Job: Set out every line of the material below as a numbered list, omitting any blank lines.

Material provided:
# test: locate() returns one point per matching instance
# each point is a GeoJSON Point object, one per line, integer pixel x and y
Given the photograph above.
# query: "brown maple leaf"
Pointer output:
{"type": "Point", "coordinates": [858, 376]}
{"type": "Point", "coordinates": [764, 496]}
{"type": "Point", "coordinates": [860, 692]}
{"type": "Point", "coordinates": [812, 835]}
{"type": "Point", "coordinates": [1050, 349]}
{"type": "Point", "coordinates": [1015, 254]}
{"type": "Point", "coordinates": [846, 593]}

Task solution:
1. # test: locate() returns one point per matching instance
2. # each point is a GeoJSON Point object, one per line, integer pixel x and y
3. Given the photograph above.
4. # query: "brown maple leaf"
5. Pointer output:
6. {"type": "Point", "coordinates": [858, 376]}
7. {"type": "Point", "coordinates": [764, 496]}
8. {"type": "Point", "coordinates": [860, 692]}
9. {"type": "Point", "coordinates": [812, 835]}
10. {"type": "Point", "coordinates": [1050, 349]}
11. {"type": "Point", "coordinates": [1015, 254]}
12. {"type": "Point", "coordinates": [846, 593]}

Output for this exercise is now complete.